◆ **WHAT IS REQUIRED**
Given the records below, would you repeat exactly the lines that begin at the one containing "Target: tree trunk" and end at the one containing "Target: rolled shirt sleeve", inclusive?
[[ DATA, beginning ]]
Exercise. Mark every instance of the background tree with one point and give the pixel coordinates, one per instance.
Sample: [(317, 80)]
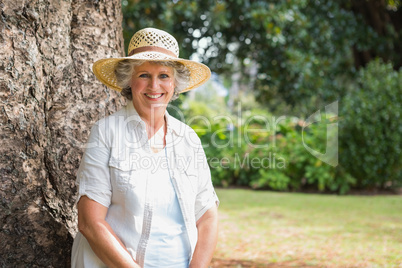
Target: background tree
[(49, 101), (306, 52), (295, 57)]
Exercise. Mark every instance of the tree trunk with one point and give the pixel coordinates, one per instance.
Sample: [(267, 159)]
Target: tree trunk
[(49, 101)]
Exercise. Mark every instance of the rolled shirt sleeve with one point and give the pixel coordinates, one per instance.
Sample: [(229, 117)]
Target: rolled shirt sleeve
[[ DATA, end ]]
[[ DATA, beginning ]]
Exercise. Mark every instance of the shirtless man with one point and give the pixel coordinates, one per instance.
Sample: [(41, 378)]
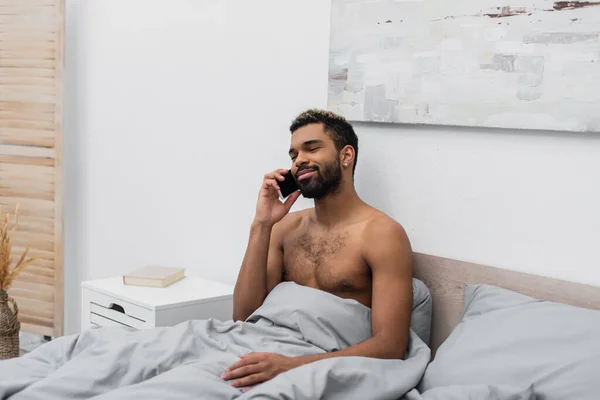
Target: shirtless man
[[ DATA, end ]]
◆ **WRITTEN ANSWER**
Target: tree trunk
[(49, 101)]
Exercise. Mark every instance of the rolled shirt sleeve with one point and give the pixel coordinates, one per instance.
Sample: [(229, 117)]
Target: rolled shirt sleeve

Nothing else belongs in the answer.